··· TRECHO DO TEXTO ···

A agroSB é um grupo empresarial proprietário de 500 mil hectares de terra em várias fazendas no Pará. O grupo, que tem entre seus acionistas Daniel Dantas, do banco Opportunity [4], declara possuir 500 mil cabeças de gado. Em 2012, ele foi condenado a pagar multa de R$ 700 mil após uma inspeção pelo Grupo Especial de Fiscalização Móvel (GEFM) que “resultou na lavratura de 44 autos de infração e no resgate de cinco trabalhadores encontrados em condições degradantes de trabalho” [5]. Trata-se da mesma empresa – doadora de R$ 1,1 milhão à campanha eleitoral do PT em 2014 [6] –, em cuja propriedade fora assassinado em 2012 Welbert Cabral Costa, quando reivindicava seus direitos trabalhistas.
 
Cinquenta anos de crimes contra a democracia
Independentemente do significado particular e das implicações do assassinato de Marielle na atual conjuntura, o que esses cinquenta anos de crimes têm em comum é o fato de reiterarem uma particular acepção do termo democracia em nosso país. A democracia no Brasil só é efetiva para a minoria, em geral branca, situada no topo da pirâmide da renda nacional, vale dizer, grosso modo, para os 9,2% da população que recebem cinco ou mais salários mínimos. Na realidade, ela vale mesmo apenas para os 2,2% da população que recebem de 10 a 20 salários mínimos e, sobretudo, para os 0,9% da população que recebe mais de 20 salários mínimos (IBGE, 2010).

··· MATERIAL FORNECIDO ···

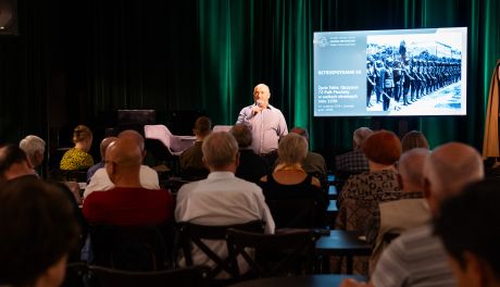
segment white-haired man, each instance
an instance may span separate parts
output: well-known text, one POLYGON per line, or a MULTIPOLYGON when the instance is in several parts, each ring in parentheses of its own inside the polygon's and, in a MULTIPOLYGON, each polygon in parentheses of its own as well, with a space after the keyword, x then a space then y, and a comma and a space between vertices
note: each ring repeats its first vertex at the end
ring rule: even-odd
POLYGON ((43 162, 46 141, 37 136, 29 135, 20 141, 20 148, 24 150, 33 169, 36 170, 43 162))
MULTIPOLYGON (((424 164, 424 196, 433 216, 440 204, 470 183, 484 177, 483 159, 472 147, 450 142, 436 148, 424 164)), ((464 212, 466 212, 464 210, 464 212)), ((368 284, 346 279, 350 286, 457 286, 441 240, 433 224, 408 230, 396 238, 378 260, 368 284)))
MULTIPOLYGON (((209 167, 207 179, 184 185, 177 194, 176 222, 201 225, 233 225, 262 220, 265 233, 274 233, 274 221, 262 189, 235 176, 239 163, 238 142, 226 132, 211 133, 202 144, 203 162, 209 167)), ((225 241, 213 241, 212 251, 227 257, 225 241)), ((198 249, 195 264, 213 265, 198 249)))
POLYGON ((335 157, 335 171, 347 173, 362 173, 368 171, 368 161, 361 148, 364 141, 373 134, 367 127, 360 127, 352 133, 352 151, 335 157))
POLYGON ((243 108, 236 124, 245 124, 252 130, 251 149, 273 166, 277 159, 278 140, 288 134, 282 111, 270 104, 271 91, 265 84, 253 88, 253 104, 243 108))
MULTIPOLYGON (((118 139, 125 139, 128 141, 136 142, 140 148, 142 159, 145 158, 146 155, 145 138, 139 133, 133 129, 126 129, 120 133, 118 139)), ((113 145, 113 142, 111 142, 108 147, 110 147, 111 145, 113 145)), ((139 178, 140 178, 140 184, 143 188, 148 188, 148 189, 159 189, 160 188, 160 180, 158 178, 158 173, 153 169, 147 165, 143 165, 143 164, 140 165, 139 178)), ((87 198, 93 191, 105 191, 114 187, 115 186, 111 182, 108 173, 105 172, 105 169, 99 169, 93 174, 92 178, 90 178, 88 186, 85 188, 84 198, 87 198)))

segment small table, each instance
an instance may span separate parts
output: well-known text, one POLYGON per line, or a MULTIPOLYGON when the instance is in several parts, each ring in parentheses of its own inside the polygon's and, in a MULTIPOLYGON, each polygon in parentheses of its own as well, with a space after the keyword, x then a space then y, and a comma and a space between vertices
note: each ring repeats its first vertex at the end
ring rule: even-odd
POLYGON ((340 283, 346 278, 354 278, 357 280, 366 280, 365 276, 359 275, 338 275, 338 274, 321 274, 321 275, 309 275, 309 276, 288 276, 288 277, 270 277, 259 278, 247 282, 241 282, 234 287, 335 287, 340 286, 340 283))
POLYGON ((324 255, 323 267, 329 270, 329 255, 347 258, 347 273, 352 274, 352 257, 368 257, 372 248, 359 232, 332 230, 316 241, 316 254, 324 255))

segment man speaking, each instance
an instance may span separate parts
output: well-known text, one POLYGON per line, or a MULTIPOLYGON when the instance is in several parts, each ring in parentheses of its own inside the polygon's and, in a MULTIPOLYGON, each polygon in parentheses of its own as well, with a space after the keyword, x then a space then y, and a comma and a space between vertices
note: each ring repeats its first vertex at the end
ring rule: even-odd
POLYGON ((288 134, 282 111, 270 104, 270 87, 259 84, 253 88, 254 103, 239 112, 236 124, 245 124, 252 130, 250 148, 263 157, 270 166, 277 158, 279 137, 288 134))

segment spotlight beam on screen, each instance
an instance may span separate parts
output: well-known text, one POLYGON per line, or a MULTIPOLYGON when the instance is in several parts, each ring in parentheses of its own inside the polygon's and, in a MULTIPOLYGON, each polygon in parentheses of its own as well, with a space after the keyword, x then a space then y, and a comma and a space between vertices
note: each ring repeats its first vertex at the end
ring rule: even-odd
POLYGON ((465 115, 467 28, 318 32, 314 116, 465 115))

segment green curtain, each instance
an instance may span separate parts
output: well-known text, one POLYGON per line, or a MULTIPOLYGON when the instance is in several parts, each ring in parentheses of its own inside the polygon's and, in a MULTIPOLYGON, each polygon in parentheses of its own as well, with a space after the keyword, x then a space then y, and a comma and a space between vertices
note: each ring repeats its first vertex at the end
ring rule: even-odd
POLYGON ((432 147, 459 140, 480 147, 486 92, 499 52, 499 3, 492 0, 230 1, 199 0, 202 68, 208 111, 232 124, 251 102, 254 84, 272 89, 272 104, 288 125, 311 132, 311 146, 334 152, 351 147, 359 126, 422 129, 432 147), (312 34, 316 30, 468 27, 466 116, 312 116, 312 34), (218 113, 221 112, 221 113, 218 113))
POLYGON ((265 83, 289 127, 309 128, 311 147, 327 157, 350 149, 359 126, 422 129, 433 147, 482 146, 500 58, 497 0, 38 2, 20 1, 21 36, 0 37, 0 140, 104 126, 117 109, 203 110, 214 124, 234 124, 265 83), (312 116, 314 32, 441 26, 468 27, 466 116, 312 116))

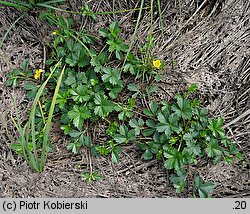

···

Traduza para o inglês esta frase do trecho: "A agroSB é um grupo empresarial proprietário de 500 mil hectares de terra em várias fazendas no Pará". As linhas não têm nenhuma relação com o trecho.

[RESPOSTA DO EXERCÍCIO] AgroSB is a business group that owns 500,000 hectares of land across several farms in Pará.